_INSTRUCTIONS FOR THE TASK:_ Could you copy out all the records below, substituting "Example output" for every "Sample output" and changing nothing else? Leave the pictures out of your copy.

_ENTRIES SUPPLIED:_
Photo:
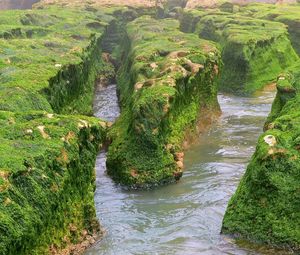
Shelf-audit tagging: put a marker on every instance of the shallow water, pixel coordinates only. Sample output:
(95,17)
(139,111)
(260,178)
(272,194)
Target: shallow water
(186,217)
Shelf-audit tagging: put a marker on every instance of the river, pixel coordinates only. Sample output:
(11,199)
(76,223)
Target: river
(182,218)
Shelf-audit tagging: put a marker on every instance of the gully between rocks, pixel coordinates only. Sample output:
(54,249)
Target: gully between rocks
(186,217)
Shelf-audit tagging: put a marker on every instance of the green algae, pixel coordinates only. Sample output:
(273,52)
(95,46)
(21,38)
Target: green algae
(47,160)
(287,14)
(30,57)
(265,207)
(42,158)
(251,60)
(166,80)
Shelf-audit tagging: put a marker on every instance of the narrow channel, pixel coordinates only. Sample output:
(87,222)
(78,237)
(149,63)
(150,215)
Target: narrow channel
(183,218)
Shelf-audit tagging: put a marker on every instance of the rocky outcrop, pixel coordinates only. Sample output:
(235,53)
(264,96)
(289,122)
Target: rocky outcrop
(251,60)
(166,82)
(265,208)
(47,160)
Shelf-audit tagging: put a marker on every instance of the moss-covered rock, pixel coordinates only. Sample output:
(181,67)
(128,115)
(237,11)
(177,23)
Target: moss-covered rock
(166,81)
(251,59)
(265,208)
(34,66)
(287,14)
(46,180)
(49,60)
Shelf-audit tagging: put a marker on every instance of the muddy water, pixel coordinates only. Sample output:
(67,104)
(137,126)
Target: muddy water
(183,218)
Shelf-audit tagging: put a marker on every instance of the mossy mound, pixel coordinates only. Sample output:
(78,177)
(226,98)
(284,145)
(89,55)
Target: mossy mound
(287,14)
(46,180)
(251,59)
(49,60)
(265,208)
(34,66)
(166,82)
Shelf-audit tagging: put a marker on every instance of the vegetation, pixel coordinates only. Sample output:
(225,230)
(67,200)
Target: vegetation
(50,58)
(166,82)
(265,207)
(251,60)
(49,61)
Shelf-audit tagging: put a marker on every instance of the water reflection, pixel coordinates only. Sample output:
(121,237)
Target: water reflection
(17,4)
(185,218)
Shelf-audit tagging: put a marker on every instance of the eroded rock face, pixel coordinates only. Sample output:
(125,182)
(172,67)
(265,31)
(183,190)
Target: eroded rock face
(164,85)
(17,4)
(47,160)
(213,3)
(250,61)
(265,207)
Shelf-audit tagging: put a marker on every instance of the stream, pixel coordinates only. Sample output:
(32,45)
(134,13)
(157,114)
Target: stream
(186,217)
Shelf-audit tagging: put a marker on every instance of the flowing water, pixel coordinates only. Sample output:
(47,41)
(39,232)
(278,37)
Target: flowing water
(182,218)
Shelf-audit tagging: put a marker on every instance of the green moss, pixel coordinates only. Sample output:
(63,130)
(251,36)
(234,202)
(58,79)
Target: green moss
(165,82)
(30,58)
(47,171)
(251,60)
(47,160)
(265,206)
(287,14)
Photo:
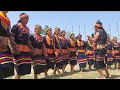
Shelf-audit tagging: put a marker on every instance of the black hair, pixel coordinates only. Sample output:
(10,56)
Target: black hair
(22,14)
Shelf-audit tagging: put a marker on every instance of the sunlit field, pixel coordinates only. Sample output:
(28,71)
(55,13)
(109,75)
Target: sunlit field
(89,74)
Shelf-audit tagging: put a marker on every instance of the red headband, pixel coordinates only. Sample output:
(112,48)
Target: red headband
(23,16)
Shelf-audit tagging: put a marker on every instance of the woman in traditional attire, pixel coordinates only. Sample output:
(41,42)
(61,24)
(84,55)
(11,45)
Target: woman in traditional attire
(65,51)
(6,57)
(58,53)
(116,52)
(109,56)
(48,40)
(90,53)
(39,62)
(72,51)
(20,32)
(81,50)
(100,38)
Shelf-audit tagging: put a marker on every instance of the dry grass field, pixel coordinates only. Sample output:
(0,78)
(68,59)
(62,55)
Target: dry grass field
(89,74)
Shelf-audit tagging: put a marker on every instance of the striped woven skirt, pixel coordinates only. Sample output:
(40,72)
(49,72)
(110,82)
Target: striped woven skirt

_OUTPUT FOR THIS TASK:_
Photo:
Shelf-audit tagging: put a marker on every instance of the shallow water, pixel coordinates only. Example output:
(95,17)
(139,111)
(260,178)
(272,194)
Target: shallow water
(186,217)
Shelf-audit tagging: put a marker on every instance of the river, pixel coordinates only. Example output:
(11,199)
(76,223)
Target: river
(182,218)
Shelf-audit tagging: put a marker on every instance of the gully between rocks, pixel coordinates only. Example output:
(54,249)
Target: gully between rocks
(186,217)
Shelf-audit tagging: put a marker on every instance of the green algae, pixel coordinates only. Example output:
(273,52)
(95,46)
(21,38)
Target: green algae
(47,160)
(287,14)
(30,57)
(265,207)
(42,158)
(251,60)
(166,80)
Shelf-audit tagging: put a marker on every instance of the narrow channel, pixel coordinates only. Example output:
(87,222)
(78,237)
(149,63)
(150,215)
Target: narrow channel
(183,218)
Shelf-audit tagging: put a marker on every instance of the rocky outcrop, pixel coordinates only. Example output:
(235,53)
(264,96)
(289,122)
Target: rocky outcrop
(251,60)
(166,82)
(265,208)
(47,160)
Shelf-audit tagging: put a marker on every instance of the moss-covered rock, pixel coordinates only. Example output:
(181,67)
(128,115)
(237,11)
(177,23)
Target: moss-covered rock
(166,81)
(251,59)
(265,208)
(34,66)
(287,14)
(46,180)
(49,60)
Shelf-audit tagging: put a marker on every instance of the muddy water, pixel coordinates only. Example output:
(67,104)
(137,126)
Target: muddy water
(183,218)
Shelf-audit tagging: put a marker on every instance of the mossy mound, pixel coordinates only. Example output:
(78,177)
(226,98)
(284,145)
(89,55)
Target: mossy mound
(287,14)
(46,180)
(251,59)
(49,60)
(265,208)
(34,66)
(166,82)
Shelf-audit tagging: put a marker on every instance of the vegetation, pixel coordinates only. Example output:
(225,230)
(67,200)
Target: vegetation
(50,58)
(166,82)
(265,207)
(251,60)
(49,61)
Shelf-audit tagging: put a marker on every instance of the water reflection, pixel coordinates only. Example output:
(121,237)
Target: water reflection
(17,4)
(185,218)
Shelf-audit tagging: put a marker on every instance of the eroded rock face, pixel coordinates only. Example output:
(125,182)
(172,67)
(265,31)
(183,190)
Target: eroded rock face
(164,85)
(17,4)
(47,160)
(213,3)
(250,61)
(265,207)
Shelf-audit tagging: put a marker on every instance of the stream, pixel coordinates only. Example output:
(32,45)
(134,13)
(157,114)
Target: stream
(186,217)
Shelf-audit tagging: put a marker on every instance of the flowing water, pixel coordinates only. Example output:
(47,41)
(39,232)
(278,37)
Target: flowing water
(182,218)
Shelf-audit tagging: put a marker on every instance of the green moss, pixel coordinates only. Example output:
(63,130)
(251,36)
(234,202)
(58,79)
Target: green moss
(165,82)
(30,58)
(47,171)
(251,60)
(47,160)
(265,206)
(287,14)
Photo:
Shelf-audit tagging: put a marker on every instance of the black hair, pixel coordinates only. Example output:
(10,56)
Target: black hair
(22,14)
Shelf-audit tagging: put a marker on every instance of the sunlit field, pixel coordinates only. Example output:
(28,71)
(55,13)
(109,75)
Target: sunlit field
(89,74)
Shelf-audit tagging: put a marker on every instance of the red headband, pixel coordinates only. Example output:
(112,48)
Target: red headband
(23,16)
Shelf-audit tagging: put a marker on every instance of the woman in traditional attire, pixel coordinates only. Example output:
(41,42)
(61,24)
(84,55)
(11,45)
Target: woman in traditional attire
(65,51)
(6,57)
(58,53)
(116,52)
(109,56)
(48,40)
(90,53)
(39,62)
(72,51)
(20,32)
(81,50)
(100,38)
Shelf-audit tagging: put a marker on every instance of the dry grass field, pixel coordinates only. Example output:
(0,78)
(68,59)
(62,55)
Target: dry grass field
(89,74)
Shelf-audit tagging: put a marker on every instance of the striped woven skirt, pixel coordinates only. Example output:
(40,72)
(49,72)
(110,82)
Target: striped woven skirt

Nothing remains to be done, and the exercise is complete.